[Available data]
↓
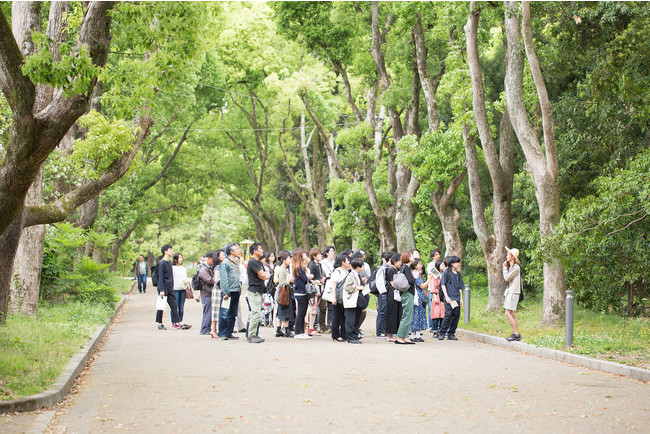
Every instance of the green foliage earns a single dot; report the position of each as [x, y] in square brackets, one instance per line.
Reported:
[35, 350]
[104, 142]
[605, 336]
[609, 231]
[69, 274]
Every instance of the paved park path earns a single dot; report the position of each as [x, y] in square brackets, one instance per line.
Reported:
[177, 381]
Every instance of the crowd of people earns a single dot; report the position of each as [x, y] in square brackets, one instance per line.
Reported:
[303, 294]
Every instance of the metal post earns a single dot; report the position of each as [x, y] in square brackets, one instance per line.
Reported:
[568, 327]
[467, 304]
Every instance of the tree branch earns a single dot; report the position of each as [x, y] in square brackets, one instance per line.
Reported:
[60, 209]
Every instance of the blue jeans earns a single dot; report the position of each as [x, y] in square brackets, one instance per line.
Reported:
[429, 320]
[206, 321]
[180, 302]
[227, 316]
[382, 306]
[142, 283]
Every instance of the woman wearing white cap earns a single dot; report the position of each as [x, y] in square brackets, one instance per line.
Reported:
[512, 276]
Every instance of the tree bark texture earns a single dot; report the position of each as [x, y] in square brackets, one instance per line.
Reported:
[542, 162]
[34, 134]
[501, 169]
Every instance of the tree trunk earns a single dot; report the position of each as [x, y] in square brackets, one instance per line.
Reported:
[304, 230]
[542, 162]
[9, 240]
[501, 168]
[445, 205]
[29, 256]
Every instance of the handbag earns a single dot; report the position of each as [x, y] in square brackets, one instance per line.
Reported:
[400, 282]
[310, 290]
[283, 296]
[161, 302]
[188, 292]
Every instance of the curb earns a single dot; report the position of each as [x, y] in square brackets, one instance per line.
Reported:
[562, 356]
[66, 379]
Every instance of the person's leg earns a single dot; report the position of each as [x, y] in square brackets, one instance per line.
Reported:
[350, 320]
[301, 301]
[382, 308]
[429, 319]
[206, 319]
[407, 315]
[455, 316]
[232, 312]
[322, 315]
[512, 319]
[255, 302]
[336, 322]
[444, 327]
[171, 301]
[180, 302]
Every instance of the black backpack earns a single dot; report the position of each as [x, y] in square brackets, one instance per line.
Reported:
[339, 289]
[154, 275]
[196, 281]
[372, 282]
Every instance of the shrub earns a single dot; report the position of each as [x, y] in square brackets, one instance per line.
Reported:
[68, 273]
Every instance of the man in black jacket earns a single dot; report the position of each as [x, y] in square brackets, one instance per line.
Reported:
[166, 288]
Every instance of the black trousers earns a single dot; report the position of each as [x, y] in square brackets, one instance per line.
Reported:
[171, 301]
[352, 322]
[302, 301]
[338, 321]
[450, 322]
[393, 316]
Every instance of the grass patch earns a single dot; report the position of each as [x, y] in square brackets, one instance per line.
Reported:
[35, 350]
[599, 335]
↑
↓
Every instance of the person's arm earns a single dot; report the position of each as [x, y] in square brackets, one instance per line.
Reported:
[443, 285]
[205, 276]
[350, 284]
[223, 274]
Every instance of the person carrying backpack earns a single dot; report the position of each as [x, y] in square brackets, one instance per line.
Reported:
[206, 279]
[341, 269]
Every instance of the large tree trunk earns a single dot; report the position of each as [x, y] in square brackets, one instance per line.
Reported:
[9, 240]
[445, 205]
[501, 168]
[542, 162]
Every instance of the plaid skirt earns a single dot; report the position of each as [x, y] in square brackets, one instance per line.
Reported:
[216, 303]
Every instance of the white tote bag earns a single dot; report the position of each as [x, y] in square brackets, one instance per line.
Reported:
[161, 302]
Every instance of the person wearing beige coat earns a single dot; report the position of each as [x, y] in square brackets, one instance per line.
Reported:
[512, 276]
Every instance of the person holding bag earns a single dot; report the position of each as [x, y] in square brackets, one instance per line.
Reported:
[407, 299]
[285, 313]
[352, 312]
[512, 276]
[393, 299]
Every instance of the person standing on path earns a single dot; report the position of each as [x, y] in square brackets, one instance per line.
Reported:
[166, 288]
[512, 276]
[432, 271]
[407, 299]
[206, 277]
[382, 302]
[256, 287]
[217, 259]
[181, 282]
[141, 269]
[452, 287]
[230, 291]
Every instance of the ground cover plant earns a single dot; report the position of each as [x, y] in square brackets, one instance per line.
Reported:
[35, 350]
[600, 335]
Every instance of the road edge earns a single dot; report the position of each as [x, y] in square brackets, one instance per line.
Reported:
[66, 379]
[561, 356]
↑
↓
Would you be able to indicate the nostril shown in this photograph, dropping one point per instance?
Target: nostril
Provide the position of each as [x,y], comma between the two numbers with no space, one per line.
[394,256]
↑
[Exercise prompt]
Each line in the records above with "backpack" must be returned.

[Response area]
Every instance of the black backpack earns a single dot; report the position of each as [x, y] in square brackets, one instance per line.
Every instance of the person carrying backpack earns a single dot; report the position of each as [x, y] in square brackets, one instance per line.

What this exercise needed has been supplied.